Pictures excluded, reproduce exactly the lines below from the one with "formatted like [363,79]." through the one with "formatted like [50,381].", both included.

========

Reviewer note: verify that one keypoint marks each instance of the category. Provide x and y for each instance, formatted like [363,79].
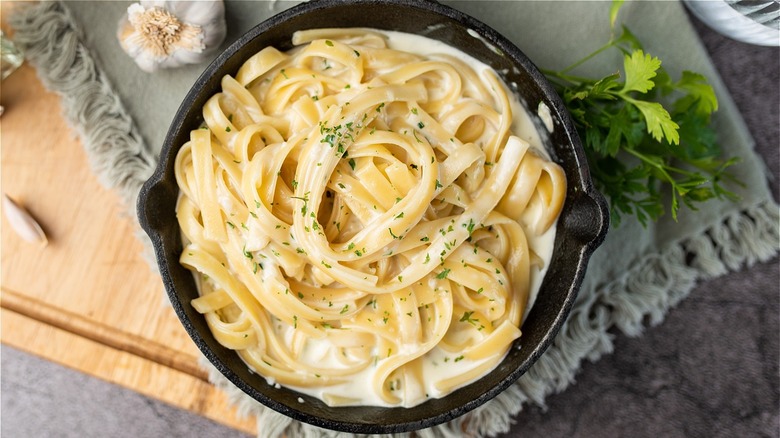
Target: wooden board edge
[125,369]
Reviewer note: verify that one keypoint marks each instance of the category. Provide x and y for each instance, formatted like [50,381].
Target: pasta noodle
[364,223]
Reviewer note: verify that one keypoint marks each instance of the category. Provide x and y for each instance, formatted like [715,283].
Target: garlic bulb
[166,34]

========

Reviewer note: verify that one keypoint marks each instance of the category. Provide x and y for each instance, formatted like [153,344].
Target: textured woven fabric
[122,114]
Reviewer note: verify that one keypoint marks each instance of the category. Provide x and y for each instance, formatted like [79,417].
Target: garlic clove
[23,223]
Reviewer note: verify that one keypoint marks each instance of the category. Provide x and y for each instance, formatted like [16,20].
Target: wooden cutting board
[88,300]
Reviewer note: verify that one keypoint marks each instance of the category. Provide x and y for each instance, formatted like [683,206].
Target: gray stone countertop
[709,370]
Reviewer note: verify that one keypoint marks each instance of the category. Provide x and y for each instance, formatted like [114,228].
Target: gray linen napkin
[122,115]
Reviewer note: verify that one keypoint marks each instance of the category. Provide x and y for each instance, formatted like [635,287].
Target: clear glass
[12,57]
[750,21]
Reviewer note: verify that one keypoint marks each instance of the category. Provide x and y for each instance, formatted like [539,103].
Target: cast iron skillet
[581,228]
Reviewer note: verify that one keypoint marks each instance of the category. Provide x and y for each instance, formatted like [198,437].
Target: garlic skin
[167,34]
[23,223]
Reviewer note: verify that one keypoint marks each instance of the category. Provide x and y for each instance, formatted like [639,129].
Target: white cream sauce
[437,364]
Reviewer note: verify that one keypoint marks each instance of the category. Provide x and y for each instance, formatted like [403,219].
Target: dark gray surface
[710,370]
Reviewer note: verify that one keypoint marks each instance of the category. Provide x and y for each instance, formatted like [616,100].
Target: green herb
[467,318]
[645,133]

========

# [SOLUTION TO THIS PROBLEM]
Reviewer note: verify that one keypoint marks each instance of the category. Provide x and y for each instance, formatted like [363,79].
Target: wooden board edge
[125,369]
Reviewer note: verify that one keypoint marks each instance of the category. Provide x and y for each instance, formatted like [50,381].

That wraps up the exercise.